* [Records for the task]:
---+---

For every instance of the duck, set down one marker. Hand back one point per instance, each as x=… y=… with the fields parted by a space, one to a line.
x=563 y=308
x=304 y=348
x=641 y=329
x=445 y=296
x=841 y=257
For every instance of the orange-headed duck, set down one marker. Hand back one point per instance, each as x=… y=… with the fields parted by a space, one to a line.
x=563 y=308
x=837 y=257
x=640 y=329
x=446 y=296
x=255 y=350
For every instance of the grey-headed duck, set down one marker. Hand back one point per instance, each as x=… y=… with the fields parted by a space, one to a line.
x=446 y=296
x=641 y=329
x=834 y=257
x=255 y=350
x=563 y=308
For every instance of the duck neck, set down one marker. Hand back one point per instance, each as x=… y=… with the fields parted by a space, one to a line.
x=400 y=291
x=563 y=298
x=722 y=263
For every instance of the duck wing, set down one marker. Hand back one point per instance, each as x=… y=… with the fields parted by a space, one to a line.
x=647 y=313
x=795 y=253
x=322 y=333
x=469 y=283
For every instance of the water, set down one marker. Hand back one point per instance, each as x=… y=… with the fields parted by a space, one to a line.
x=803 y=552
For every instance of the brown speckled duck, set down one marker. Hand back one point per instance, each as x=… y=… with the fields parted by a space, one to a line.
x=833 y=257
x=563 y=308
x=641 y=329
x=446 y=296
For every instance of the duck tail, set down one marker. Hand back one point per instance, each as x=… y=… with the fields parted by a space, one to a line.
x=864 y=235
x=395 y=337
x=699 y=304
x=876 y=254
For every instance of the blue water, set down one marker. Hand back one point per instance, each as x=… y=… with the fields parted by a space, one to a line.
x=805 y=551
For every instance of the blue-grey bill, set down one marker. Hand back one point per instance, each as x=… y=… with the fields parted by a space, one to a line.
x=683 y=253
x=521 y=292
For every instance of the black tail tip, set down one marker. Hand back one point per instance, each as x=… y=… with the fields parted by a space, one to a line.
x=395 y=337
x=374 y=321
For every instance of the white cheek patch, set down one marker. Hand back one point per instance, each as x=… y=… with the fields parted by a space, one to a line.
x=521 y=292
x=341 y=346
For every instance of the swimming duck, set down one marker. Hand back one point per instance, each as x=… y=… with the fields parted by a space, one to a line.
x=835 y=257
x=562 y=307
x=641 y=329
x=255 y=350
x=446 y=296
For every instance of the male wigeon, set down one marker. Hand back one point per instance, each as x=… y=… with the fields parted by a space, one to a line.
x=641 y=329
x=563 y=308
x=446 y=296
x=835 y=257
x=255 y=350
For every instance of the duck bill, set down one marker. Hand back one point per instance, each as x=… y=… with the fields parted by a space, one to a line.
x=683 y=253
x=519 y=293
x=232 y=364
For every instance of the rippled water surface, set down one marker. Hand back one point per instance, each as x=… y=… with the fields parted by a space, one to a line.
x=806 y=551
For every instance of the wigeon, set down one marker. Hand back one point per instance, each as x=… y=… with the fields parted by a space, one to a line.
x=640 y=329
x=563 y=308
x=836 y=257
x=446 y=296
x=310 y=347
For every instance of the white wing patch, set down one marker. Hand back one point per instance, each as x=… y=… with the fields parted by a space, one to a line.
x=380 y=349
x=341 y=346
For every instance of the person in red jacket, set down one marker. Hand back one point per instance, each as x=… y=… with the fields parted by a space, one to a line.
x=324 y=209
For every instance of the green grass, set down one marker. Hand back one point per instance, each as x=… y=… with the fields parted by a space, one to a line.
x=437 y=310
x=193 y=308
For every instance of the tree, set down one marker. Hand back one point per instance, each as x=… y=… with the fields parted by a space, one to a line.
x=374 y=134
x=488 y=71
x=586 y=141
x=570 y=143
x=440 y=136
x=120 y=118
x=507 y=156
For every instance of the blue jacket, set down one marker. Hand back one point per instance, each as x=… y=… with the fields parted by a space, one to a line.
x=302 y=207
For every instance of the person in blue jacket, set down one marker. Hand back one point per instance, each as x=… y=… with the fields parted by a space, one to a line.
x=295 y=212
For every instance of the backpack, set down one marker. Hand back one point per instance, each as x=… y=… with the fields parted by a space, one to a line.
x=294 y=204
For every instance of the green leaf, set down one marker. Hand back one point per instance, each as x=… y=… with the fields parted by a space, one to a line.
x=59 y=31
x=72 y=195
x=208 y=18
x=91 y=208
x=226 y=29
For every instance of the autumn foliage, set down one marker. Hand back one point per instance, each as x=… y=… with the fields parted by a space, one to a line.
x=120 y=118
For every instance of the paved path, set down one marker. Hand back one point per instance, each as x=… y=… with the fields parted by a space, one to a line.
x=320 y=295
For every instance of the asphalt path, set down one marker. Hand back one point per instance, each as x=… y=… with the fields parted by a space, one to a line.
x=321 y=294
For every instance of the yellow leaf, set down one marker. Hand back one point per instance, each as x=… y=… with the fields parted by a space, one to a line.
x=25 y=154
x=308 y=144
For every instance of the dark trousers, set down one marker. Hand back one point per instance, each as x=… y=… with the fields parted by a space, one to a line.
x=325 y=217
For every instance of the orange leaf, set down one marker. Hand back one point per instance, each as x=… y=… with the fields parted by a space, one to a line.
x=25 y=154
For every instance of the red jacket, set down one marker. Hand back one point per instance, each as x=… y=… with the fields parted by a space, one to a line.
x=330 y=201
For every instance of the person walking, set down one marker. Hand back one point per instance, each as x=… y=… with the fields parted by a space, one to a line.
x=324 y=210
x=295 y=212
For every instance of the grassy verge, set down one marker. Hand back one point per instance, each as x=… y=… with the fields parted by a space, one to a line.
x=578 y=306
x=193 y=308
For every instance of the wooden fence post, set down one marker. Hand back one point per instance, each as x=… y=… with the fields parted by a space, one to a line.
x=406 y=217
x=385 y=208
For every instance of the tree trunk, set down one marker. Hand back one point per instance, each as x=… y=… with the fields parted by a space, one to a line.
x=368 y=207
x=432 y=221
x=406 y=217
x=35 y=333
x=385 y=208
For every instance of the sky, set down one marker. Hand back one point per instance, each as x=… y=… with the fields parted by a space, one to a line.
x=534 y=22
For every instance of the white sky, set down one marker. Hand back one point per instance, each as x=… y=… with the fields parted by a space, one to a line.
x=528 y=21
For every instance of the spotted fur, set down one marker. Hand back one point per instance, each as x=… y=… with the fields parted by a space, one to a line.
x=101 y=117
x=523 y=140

---+---

* [What is needed]:
Reproduce all of the data above verbatim, keeping every line unchanged and in its original order.

* [Reply]:
For every instance of the duck, set down one marker. Hand back one point per instance, each as x=… y=… with the fields parted by a space, one to a line.
x=563 y=308
x=304 y=348
x=641 y=329
x=445 y=296
x=841 y=257
For every instance of the orange-headed duck, set down one marker. Hand back one point per instance, each as x=… y=… with the fields parted by a space, one to a line.
x=563 y=308
x=837 y=257
x=640 y=329
x=446 y=296
x=255 y=350
For every instance of the grey-headed duck, set down one marker. Hand back one point per instance, each as x=… y=… with the fields parted by a space, one to a line.
x=446 y=296
x=641 y=329
x=834 y=257
x=255 y=350
x=563 y=308
For every instance of the duck neck, set down one marker. Hand back one point per instance, each as x=… y=… with the fields parted by a space, one to a line.
x=400 y=291
x=563 y=298
x=722 y=263
For every instance of the duck wing, set down one marker. Hand back one point per instance, each as x=… y=… with the fields parted by a space, one to a line.
x=647 y=313
x=795 y=253
x=322 y=333
x=469 y=283
For every instance of the water, set down one marker. Hand back one point per instance, each as x=… y=… with the fields parted by a space, one to a line.
x=803 y=552
For every instance of the brown speckled duck, set down one marker. Hand back one point per instance, each as x=… y=… with the fields parted by a space, one to a line.
x=833 y=257
x=563 y=308
x=641 y=329
x=446 y=296
For every instance of the duck tail, set down one marker. Hand back one point per instance, each as x=… y=… with the fields parted by a space, one to a line.
x=864 y=235
x=395 y=337
x=699 y=304
x=876 y=254
For every instance of the blue water, set down one marker. Hand back one point per instance, each as x=… y=… with the fields parted by a space, one to a line.
x=805 y=551
For every instance of the blue-grey bill, set down one marker. Hand back one point per instance, each as x=… y=… with the fields parted by a space, one to a line.
x=683 y=253
x=521 y=292
For every instance of the black tail tip, set down one marker. Hand back one point per instance, each as x=… y=… with the fields parted by a space, one to a line.
x=395 y=337
x=374 y=321
For every instance of the white cheek patch, set down one marker. Hand back one point per instance, each as x=… y=… with the fields parted by a space, one to a line.
x=521 y=292
x=341 y=346
For every instance of the swimming duck, set down one marker. Hand back one point per instance, each as x=… y=… with the fields parted by a space, one to a line.
x=835 y=257
x=562 y=307
x=641 y=329
x=255 y=350
x=446 y=296
For every instance of the male wigeon, set down one marker. Hand back one point per instance, each as x=… y=… with the fields parted by a space, one to a line.
x=641 y=329
x=563 y=308
x=446 y=296
x=835 y=257
x=255 y=350
For every instance of the duck bill, set down one marker. Hand back one point per instance, each as x=… y=… with the fields parted by a space, one to a line.
x=683 y=253
x=519 y=293
x=232 y=364
For every instance of the rippled water surface, set down one marker. Hand back one point per instance, each as x=… y=… with the fields parted by a space, one to a line.
x=806 y=551
For every instance of the wigeon, set down one marker. Hand back one point per instance, each as x=… y=… with the fields parted by a space, one to a line.
x=640 y=329
x=563 y=308
x=836 y=257
x=446 y=296
x=310 y=347
For every instance of the white wing patch, set down one marker. Hand back one point per instance, each as x=… y=… with the fields parted by a space, one to a line.
x=380 y=349
x=341 y=346
For every instance of the person in red jacket, set down one marker. Hand back one point per instance, each as x=… y=… with the fields parted by a space, one to a line.
x=324 y=209
For every instance of the green grass, set down one marker. Hand back one point per instance, each as x=… y=… with the fields parted by a space, one to a line.
x=437 y=310
x=193 y=308
For every instance of the tree, set down one marker. Hand back one point per instance, each as x=… y=… with the fields parted by a space, one to a line.
x=374 y=134
x=488 y=71
x=586 y=141
x=570 y=143
x=440 y=136
x=120 y=118
x=507 y=156
For every instance of the blue jacket, set down one marker. Hand back one point per instance, each as x=… y=… with the fields parted by a space, one to a line.
x=302 y=207
For every instance of the person in blue jacket, set down one marker. Hand back one point per instance, each as x=… y=… with the fields parted by a space, one to a line.
x=295 y=212
For every instance of the backpack, set down one marker. Hand back one point per instance, each as x=… y=… with the fields parted by a space, one to a line.
x=294 y=204
For every instance of the green leaf, set down one marker. Hand back one point per instance, each as x=… y=… with the fields parted by a space, one to a line.
x=59 y=31
x=72 y=195
x=208 y=18
x=91 y=208
x=226 y=29
For every instance of the autumn foliage, set down one marker. Hand back one point per instance, each as x=… y=… with the fields parted by a space, one to a line.
x=120 y=118
For every instance of the paved path, set down one marker. Hand back one point per instance, each as x=… y=… with the fields parted by a space, one to a line.
x=320 y=295
For every instance of the asphalt path, set down one marker. Hand back one point per instance, each as x=… y=… with the fields parted by a space, one to a line.
x=321 y=294
For every instance of the yellow leaf, set down one marker. Hand back one point per instance, each as x=… y=… with the fields parted by a space, one to a line.
x=25 y=154
x=308 y=144
For every instance of the dark trousers, set down one marker. Hand back one point per instance, each as x=… y=… with the fields parted by a space, one to a line.
x=325 y=217
For every instance of the orange leaf, set down one marker. Hand back one point per instance, each as x=… y=… with the fields parted by a space, one to a line.
x=25 y=154
For every instance of the red jacket, set down one marker. Hand back one point per instance, each as x=… y=… with the fields parted by a space, one to a line.
x=330 y=201
For every instance of the person walking, set down one marker. Hand back one point per instance, each as x=… y=… with the fields parted by a space, one to a line.
x=324 y=210
x=295 y=212
For every instance of the grassy verge, set down one marker. Hand back one point per instance, each as x=… y=… with the fields parted by a space, one to a line.
x=578 y=306
x=193 y=308
For every instance of the wooden fence post, set down one marker. Hand back one point per instance, each as x=… y=… with the fields parted by a space, one to a line.
x=406 y=217
x=385 y=208
For every instance of the tree trunk, set down one marker. Hand back one point per instance, each as x=… y=… with the fields parted by a space, one to a line.
x=368 y=207
x=432 y=221
x=406 y=217
x=35 y=333
x=385 y=208
For every instance of the sky, set down one marker. Hand back one point per instance, each as x=… y=… with the fields parted by a space, one to a line.
x=534 y=22
For every instance of the white sky, set down one marker. Hand back one point per instance, each as x=… y=… with the fields parted by a space, one to a line.
x=528 y=21
For every instance of the spotted fur, set down one marker. Hand back one point per instance, each as x=… y=… with the fields parted by a space, one to a line.
x=101 y=117
x=523 y=140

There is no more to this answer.